◆ Request: Pick out each line of the entries below that contains the word "button", and copy those lines.

***

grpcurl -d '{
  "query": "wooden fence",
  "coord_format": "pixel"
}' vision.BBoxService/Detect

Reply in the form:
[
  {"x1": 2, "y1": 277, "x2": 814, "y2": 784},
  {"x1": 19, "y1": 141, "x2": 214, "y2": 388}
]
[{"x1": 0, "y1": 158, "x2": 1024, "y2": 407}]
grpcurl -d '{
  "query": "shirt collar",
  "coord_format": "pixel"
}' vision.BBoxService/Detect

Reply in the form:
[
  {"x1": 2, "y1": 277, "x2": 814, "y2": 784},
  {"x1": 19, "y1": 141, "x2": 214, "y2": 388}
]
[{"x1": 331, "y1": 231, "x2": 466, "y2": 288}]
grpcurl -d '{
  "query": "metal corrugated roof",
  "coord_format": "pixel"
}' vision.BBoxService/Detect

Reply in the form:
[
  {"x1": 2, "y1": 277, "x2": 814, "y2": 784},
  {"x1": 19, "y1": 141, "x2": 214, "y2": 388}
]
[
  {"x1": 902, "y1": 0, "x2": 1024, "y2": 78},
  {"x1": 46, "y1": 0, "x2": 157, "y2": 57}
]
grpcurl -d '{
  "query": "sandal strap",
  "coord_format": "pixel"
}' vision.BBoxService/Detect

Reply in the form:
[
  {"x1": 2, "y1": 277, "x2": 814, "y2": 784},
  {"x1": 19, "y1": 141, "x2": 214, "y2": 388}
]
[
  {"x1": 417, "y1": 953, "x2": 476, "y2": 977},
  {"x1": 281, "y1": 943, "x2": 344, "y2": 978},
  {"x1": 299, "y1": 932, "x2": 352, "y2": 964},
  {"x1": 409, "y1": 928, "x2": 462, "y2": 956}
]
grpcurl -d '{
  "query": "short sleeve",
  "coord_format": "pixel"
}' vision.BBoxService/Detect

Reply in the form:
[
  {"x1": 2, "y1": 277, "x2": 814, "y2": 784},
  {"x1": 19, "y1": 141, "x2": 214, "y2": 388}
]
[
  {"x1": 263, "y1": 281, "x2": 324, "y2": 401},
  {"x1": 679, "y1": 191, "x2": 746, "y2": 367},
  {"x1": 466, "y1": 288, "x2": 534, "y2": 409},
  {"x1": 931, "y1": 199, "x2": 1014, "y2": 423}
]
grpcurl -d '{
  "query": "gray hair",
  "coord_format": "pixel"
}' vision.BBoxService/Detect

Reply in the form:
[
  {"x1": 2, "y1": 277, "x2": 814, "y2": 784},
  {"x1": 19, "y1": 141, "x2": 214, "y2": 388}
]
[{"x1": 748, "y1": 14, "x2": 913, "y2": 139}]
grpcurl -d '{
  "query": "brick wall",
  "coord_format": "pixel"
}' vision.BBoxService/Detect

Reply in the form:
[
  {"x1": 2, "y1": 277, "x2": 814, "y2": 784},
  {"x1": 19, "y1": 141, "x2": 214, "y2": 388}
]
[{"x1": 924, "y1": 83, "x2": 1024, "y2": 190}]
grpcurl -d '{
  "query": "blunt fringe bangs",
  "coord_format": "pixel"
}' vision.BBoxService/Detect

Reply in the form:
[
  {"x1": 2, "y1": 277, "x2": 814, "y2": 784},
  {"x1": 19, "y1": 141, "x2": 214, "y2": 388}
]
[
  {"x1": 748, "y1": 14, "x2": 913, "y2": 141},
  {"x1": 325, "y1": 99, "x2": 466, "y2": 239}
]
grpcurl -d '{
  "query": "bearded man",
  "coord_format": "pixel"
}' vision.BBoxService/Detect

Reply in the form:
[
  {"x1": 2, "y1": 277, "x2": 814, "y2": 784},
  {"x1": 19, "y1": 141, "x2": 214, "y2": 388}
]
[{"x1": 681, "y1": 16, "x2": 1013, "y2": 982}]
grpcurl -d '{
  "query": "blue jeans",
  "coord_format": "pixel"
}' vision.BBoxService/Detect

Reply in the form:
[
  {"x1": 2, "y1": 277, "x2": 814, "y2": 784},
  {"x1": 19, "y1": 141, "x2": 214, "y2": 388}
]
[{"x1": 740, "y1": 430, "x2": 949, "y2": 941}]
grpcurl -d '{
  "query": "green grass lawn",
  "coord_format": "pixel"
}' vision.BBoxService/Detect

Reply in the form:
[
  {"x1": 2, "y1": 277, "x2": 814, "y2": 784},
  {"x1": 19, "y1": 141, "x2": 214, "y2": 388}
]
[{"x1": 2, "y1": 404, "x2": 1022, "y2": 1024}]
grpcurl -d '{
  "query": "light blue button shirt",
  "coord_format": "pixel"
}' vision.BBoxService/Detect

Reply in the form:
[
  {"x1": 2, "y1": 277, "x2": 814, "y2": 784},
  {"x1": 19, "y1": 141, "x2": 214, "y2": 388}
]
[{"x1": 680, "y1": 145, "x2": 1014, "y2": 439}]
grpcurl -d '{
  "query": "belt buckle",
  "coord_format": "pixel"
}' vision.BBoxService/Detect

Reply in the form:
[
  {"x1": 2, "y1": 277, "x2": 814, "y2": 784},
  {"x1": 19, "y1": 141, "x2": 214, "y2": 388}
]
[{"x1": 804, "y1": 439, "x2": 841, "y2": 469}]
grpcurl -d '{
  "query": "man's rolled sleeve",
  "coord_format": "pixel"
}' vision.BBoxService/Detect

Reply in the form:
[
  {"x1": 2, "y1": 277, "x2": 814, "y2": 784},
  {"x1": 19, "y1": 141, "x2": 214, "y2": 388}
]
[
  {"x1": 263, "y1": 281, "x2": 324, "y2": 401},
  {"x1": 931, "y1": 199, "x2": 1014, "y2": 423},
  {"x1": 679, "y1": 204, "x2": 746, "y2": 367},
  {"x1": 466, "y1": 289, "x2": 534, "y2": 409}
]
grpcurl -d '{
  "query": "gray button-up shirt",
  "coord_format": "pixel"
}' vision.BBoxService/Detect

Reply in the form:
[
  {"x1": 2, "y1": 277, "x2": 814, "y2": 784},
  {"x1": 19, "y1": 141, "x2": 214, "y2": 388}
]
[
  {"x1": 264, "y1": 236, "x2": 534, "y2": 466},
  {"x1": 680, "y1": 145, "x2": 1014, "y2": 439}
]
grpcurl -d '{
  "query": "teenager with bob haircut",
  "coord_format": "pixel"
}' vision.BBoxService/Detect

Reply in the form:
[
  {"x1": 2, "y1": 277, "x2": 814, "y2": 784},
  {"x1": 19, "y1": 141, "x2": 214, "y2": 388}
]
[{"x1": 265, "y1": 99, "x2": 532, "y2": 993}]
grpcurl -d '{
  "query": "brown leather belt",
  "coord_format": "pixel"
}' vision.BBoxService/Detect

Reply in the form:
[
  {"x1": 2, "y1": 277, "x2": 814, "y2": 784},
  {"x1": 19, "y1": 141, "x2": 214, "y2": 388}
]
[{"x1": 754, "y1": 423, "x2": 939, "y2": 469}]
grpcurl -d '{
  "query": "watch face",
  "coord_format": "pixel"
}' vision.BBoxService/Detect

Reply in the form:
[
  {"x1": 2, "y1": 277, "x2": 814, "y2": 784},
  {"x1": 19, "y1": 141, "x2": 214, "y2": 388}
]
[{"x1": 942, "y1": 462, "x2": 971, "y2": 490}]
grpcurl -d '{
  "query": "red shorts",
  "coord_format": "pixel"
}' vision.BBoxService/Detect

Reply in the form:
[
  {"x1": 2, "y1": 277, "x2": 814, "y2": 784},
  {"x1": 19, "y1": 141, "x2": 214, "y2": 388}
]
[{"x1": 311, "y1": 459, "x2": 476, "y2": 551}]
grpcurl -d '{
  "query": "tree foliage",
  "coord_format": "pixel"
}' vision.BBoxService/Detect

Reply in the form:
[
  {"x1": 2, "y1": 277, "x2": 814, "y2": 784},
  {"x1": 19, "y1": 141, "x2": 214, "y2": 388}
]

***

◆ Task answer:
  "query": "light blue button shirt",
  "query": "gray button-up shirt",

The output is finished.